═════ Data provided

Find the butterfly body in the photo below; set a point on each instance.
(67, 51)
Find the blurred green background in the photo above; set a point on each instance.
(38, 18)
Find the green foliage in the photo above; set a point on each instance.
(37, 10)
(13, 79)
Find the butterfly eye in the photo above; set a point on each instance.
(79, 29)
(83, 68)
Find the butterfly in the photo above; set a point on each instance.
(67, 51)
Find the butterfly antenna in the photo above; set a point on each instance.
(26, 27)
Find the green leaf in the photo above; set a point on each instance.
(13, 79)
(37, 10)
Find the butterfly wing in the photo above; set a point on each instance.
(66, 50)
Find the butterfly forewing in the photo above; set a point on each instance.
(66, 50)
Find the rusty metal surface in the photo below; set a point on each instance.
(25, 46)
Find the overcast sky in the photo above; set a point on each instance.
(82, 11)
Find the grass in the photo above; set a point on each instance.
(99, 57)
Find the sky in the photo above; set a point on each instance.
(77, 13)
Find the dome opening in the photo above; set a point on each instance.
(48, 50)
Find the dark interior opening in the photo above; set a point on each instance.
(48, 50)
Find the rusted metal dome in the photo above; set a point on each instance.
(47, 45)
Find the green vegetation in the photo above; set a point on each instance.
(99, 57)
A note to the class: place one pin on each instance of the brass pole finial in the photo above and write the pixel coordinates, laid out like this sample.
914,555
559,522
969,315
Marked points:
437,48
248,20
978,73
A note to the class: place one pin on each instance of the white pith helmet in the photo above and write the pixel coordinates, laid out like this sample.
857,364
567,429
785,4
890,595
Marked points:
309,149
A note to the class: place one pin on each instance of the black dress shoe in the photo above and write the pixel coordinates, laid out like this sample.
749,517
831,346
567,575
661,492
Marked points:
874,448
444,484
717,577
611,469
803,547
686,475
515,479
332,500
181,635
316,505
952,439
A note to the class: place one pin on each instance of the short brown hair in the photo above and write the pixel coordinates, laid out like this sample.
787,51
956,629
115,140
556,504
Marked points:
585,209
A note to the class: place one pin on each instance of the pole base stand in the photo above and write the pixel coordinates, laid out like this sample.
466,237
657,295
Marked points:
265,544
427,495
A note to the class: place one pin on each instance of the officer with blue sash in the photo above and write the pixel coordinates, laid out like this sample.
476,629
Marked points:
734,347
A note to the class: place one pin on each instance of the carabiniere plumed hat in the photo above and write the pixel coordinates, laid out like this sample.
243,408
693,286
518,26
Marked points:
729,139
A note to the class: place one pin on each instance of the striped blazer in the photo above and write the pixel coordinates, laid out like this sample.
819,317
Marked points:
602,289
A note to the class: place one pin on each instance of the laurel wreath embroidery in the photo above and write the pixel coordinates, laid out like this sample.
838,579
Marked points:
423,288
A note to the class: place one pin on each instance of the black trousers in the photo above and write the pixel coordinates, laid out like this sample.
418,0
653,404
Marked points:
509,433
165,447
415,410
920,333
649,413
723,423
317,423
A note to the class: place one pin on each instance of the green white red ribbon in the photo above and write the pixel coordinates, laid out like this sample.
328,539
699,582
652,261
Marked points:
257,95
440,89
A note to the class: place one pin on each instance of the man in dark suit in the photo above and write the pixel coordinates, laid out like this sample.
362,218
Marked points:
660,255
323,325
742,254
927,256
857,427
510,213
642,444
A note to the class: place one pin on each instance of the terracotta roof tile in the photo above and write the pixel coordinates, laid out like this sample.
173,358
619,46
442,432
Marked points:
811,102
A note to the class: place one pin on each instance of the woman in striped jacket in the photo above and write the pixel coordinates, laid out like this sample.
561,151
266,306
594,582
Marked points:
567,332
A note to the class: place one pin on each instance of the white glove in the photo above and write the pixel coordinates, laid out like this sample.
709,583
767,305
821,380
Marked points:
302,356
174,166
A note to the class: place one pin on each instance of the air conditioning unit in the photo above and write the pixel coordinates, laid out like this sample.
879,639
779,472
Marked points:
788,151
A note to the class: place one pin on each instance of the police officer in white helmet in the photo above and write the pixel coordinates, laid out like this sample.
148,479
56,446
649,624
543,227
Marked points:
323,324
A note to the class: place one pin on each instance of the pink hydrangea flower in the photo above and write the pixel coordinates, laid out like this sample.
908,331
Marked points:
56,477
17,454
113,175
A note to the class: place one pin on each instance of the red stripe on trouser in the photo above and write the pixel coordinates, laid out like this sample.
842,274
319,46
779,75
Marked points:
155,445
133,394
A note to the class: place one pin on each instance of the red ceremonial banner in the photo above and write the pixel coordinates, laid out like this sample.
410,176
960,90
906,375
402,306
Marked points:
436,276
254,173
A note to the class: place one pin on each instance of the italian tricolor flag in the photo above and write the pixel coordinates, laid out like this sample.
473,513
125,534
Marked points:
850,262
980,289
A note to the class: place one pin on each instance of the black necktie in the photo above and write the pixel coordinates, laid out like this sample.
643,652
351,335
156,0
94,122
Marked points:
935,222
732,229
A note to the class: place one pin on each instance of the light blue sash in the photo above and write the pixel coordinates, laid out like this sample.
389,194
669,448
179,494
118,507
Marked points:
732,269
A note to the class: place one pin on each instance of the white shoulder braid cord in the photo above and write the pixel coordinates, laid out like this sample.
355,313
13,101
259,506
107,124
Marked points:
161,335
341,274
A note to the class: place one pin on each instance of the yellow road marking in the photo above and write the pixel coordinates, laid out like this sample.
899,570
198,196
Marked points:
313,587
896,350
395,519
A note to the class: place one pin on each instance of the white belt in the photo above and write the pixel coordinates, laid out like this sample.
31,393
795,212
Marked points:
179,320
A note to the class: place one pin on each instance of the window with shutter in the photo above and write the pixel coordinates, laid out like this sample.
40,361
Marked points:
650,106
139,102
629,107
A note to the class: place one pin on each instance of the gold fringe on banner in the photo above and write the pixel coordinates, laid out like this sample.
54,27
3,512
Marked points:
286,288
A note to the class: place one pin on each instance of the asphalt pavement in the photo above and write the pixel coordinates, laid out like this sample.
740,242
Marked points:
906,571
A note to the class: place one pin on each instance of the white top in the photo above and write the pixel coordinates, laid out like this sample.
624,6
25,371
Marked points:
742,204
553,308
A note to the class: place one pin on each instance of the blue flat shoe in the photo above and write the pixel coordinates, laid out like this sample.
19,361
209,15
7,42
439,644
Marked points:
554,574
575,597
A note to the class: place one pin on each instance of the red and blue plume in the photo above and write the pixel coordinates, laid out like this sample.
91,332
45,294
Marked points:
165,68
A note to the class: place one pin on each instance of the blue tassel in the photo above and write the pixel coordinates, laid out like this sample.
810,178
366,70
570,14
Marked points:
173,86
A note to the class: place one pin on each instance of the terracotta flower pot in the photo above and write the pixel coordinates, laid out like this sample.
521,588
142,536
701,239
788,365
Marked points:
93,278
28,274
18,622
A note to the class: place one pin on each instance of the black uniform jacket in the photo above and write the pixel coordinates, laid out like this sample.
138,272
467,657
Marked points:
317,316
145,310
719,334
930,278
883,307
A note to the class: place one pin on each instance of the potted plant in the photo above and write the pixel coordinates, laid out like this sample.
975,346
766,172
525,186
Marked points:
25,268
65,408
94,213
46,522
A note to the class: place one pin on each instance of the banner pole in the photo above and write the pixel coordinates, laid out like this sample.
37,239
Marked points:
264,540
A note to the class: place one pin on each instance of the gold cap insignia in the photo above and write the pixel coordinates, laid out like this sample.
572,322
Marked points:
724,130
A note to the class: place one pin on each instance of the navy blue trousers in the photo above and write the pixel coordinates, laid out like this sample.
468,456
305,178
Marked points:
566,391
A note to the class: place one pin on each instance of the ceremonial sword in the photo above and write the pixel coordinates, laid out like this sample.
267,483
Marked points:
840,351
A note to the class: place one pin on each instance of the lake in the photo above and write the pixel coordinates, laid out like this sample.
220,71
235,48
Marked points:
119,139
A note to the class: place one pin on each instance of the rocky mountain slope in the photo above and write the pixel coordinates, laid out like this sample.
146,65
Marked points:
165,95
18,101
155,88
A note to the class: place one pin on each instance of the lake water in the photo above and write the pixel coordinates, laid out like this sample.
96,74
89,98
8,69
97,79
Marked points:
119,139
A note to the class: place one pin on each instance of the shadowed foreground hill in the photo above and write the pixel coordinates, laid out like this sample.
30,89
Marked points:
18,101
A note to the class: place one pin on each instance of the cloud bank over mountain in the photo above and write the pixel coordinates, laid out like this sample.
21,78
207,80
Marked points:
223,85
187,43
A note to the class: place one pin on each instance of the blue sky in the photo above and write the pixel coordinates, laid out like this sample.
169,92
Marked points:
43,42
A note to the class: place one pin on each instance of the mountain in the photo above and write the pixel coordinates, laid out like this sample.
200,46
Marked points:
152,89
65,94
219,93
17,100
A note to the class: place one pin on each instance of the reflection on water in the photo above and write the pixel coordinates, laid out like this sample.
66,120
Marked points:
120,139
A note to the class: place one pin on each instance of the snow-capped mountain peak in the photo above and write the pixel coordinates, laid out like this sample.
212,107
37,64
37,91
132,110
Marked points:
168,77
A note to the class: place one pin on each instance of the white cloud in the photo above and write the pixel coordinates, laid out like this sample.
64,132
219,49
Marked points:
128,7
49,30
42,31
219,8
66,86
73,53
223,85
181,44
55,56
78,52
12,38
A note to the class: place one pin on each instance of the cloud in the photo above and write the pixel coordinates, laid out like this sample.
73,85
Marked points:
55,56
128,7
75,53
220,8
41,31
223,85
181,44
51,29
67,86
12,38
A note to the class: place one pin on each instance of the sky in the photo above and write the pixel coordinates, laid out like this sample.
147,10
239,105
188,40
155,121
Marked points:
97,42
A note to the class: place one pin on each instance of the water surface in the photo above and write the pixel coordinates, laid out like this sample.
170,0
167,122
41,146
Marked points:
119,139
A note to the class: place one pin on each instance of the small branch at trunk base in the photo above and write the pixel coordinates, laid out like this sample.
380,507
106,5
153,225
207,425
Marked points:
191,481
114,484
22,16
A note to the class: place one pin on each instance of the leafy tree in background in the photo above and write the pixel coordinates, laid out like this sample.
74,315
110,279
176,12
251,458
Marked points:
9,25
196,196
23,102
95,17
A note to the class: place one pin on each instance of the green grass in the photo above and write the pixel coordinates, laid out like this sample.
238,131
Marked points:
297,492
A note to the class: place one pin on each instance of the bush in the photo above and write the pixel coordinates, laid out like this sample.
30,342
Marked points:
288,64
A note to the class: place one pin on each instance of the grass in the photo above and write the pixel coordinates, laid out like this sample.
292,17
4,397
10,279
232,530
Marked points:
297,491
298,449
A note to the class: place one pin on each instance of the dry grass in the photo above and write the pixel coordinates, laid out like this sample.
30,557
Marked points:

══════════

Instructions for the task —
When the word "terracotta" shows up in a line of the material, count that line; report only the final number.

Expected answer —
2